Records
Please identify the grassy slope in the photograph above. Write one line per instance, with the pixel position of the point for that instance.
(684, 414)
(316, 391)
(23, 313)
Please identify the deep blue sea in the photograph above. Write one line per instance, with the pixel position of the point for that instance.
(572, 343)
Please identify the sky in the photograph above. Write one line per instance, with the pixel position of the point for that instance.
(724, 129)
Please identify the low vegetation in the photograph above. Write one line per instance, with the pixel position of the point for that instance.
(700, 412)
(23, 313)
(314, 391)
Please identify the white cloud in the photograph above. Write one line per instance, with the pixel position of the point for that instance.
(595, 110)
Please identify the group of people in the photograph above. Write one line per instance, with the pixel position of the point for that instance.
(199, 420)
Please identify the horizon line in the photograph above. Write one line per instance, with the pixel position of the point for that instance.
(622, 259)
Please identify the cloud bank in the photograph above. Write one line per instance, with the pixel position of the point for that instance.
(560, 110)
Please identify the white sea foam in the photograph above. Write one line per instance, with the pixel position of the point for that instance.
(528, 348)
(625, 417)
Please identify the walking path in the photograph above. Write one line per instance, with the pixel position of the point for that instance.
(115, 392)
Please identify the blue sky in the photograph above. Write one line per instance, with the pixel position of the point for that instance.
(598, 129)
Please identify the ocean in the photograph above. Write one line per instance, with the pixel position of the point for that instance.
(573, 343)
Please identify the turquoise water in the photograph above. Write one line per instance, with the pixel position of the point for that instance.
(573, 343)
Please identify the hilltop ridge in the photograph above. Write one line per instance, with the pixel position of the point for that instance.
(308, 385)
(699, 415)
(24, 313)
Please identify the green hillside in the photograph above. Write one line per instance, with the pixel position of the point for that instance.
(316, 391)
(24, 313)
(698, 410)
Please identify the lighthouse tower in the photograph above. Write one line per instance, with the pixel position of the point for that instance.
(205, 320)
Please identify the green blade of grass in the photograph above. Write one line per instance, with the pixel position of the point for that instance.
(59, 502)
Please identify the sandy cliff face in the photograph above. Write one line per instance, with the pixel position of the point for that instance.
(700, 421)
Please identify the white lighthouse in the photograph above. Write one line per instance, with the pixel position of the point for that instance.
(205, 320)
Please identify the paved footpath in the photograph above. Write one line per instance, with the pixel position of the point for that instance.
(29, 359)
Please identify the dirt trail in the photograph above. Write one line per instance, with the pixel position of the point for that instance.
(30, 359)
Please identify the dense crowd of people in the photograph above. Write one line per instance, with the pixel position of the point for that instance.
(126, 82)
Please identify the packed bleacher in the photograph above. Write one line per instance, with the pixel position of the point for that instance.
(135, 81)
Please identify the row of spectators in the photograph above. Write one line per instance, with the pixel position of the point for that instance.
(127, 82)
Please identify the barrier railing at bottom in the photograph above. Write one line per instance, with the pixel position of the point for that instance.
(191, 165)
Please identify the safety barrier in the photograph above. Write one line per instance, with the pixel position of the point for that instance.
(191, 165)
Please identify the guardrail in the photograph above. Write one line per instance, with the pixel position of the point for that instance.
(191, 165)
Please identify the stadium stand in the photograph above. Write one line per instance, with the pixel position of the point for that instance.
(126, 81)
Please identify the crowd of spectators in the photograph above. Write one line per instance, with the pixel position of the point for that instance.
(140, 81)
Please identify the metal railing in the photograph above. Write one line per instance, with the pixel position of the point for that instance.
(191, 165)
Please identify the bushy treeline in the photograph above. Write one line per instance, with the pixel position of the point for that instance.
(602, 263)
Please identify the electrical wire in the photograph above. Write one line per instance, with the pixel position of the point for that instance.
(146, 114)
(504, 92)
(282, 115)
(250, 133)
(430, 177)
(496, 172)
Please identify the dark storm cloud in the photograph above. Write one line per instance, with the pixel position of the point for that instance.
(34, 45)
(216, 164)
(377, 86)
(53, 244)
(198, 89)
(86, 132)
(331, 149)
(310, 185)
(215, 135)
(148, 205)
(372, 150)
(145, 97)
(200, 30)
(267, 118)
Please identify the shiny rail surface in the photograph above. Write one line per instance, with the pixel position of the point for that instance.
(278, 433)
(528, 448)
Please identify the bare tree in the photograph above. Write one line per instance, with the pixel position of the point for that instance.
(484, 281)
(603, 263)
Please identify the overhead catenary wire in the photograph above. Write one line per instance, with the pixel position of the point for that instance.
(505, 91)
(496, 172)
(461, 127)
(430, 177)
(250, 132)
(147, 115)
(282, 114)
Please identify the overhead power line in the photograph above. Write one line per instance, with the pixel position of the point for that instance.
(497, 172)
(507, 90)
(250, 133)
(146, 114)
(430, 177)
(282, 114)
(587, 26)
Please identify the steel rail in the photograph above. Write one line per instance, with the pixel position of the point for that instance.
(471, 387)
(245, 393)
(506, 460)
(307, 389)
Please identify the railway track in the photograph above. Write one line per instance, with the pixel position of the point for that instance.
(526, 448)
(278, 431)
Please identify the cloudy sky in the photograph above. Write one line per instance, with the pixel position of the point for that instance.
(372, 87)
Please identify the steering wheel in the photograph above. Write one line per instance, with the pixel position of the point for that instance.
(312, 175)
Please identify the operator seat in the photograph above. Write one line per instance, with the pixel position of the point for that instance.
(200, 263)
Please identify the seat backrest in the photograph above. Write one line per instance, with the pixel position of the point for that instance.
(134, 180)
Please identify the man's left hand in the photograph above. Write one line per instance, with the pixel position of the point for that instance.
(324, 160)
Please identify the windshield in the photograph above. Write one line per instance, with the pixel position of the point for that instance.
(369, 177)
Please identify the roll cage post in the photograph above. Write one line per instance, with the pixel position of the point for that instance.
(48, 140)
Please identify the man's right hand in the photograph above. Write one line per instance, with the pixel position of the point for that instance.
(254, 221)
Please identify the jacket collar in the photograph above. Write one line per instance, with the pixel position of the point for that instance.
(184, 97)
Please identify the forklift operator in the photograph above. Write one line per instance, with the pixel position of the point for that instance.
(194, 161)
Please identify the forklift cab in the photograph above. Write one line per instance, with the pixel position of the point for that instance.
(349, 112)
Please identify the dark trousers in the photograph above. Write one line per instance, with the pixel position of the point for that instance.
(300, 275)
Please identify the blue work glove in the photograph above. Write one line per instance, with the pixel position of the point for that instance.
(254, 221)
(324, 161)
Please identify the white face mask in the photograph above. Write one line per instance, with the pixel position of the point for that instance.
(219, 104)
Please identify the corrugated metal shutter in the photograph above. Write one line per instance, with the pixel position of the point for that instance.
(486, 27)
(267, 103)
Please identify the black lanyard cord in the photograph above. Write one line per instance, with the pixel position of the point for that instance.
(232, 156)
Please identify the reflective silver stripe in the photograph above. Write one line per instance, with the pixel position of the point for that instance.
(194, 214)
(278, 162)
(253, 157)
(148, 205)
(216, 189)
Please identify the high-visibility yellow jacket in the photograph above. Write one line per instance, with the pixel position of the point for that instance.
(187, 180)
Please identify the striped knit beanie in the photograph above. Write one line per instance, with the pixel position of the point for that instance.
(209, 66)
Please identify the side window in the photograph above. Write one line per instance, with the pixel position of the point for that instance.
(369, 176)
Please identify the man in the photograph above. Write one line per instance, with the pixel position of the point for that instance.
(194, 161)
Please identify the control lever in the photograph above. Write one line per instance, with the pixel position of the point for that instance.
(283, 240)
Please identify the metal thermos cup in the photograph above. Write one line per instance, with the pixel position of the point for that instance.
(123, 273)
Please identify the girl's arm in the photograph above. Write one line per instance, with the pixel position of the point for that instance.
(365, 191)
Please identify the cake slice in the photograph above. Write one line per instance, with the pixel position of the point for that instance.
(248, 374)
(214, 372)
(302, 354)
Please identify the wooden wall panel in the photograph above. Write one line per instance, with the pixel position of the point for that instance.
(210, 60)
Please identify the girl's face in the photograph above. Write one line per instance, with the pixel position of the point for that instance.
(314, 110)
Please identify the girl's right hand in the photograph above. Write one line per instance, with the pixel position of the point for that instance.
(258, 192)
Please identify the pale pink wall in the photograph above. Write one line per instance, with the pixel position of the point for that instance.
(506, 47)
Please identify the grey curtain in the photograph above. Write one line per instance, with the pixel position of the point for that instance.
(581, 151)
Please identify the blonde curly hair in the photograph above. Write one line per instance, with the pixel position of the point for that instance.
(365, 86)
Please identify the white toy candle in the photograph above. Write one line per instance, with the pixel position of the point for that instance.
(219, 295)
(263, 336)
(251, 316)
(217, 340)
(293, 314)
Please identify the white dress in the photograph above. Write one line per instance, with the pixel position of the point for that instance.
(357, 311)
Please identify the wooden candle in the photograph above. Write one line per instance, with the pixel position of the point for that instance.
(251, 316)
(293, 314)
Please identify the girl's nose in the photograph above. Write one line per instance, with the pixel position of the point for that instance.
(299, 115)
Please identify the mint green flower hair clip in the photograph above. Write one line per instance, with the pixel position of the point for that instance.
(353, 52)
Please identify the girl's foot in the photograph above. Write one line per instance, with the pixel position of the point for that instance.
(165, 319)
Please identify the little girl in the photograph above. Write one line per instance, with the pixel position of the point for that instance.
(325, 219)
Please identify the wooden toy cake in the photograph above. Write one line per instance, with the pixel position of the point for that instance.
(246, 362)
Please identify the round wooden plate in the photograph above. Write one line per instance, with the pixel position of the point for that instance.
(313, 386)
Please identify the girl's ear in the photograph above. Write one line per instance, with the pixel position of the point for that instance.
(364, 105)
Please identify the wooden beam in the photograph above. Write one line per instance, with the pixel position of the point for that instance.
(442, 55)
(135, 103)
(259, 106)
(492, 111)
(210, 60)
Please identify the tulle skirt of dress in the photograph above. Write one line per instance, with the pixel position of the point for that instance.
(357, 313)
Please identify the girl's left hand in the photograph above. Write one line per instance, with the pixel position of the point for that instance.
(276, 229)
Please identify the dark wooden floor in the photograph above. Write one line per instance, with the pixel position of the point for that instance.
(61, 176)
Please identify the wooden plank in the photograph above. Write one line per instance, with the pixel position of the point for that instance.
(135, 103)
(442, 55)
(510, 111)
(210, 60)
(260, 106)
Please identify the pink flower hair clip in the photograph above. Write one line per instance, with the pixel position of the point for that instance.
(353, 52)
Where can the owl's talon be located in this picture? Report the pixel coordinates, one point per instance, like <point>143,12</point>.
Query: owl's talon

What the exercise asks
Scan the lines above for the word "talon". Return each one that has it.

Task response
Where can the owl's talon be located in this picture? Report the pixel coordinates, one point per instance, like <point>143,12</point>.
Query: owl's talon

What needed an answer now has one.